Where the string "hiking" occurs in a line of the data below, that line should be copied.

*RECORDS FOR THE TASK:*
● ● ● ● ●

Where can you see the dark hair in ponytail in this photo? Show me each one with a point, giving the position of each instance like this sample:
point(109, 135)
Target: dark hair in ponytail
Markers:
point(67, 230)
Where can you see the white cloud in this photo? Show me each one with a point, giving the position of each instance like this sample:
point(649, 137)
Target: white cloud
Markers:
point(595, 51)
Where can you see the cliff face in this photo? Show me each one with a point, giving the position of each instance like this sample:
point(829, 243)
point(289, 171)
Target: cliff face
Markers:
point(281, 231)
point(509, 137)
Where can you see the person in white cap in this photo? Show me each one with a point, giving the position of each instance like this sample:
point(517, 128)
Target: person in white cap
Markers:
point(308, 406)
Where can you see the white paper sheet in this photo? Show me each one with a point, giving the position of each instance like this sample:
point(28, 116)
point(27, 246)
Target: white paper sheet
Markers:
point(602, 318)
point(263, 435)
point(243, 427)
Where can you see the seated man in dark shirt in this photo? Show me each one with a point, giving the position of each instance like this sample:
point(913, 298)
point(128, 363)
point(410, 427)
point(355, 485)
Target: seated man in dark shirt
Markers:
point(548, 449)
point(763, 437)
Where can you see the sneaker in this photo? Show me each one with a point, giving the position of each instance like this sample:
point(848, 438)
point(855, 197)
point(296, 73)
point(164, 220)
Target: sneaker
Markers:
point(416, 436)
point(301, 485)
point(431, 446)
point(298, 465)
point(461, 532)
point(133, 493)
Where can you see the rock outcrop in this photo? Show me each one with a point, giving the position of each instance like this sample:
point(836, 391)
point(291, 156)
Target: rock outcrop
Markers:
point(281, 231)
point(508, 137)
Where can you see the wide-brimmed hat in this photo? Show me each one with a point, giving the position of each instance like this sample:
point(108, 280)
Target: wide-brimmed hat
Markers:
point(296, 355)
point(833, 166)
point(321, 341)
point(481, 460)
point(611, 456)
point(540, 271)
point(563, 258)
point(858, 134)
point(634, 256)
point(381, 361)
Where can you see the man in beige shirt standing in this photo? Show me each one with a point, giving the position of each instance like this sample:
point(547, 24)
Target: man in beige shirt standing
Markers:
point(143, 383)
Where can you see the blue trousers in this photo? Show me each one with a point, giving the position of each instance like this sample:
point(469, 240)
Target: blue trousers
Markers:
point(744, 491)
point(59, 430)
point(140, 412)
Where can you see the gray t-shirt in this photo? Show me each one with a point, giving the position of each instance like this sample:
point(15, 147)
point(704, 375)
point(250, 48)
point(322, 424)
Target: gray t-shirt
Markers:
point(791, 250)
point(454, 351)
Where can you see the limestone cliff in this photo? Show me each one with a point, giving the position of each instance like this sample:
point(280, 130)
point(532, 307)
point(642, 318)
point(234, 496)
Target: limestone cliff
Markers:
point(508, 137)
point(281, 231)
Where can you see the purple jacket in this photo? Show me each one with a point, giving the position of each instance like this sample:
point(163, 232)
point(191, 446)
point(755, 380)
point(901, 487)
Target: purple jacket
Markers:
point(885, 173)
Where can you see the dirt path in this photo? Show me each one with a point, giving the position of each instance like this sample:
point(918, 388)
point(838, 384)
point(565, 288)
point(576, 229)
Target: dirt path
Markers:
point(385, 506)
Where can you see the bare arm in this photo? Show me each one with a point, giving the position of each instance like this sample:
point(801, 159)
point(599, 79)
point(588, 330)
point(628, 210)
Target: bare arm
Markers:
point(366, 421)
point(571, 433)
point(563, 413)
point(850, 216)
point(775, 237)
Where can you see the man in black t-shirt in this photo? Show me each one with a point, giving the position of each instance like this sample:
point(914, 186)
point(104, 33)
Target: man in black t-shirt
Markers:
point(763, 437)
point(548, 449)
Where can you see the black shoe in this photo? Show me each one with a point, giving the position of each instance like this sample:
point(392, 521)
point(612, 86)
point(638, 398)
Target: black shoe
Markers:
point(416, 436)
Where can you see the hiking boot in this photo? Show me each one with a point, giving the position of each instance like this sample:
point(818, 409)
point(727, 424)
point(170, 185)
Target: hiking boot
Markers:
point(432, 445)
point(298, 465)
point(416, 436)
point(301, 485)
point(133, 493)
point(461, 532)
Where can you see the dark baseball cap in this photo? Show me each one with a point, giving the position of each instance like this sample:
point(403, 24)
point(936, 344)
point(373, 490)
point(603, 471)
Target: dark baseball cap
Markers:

● ● ● ● ●

*SOLUTION:*
Where can you see the hiking boot in this photo? Show me each one with a point, giving the position of each instance like this sample:
Target: hiking boot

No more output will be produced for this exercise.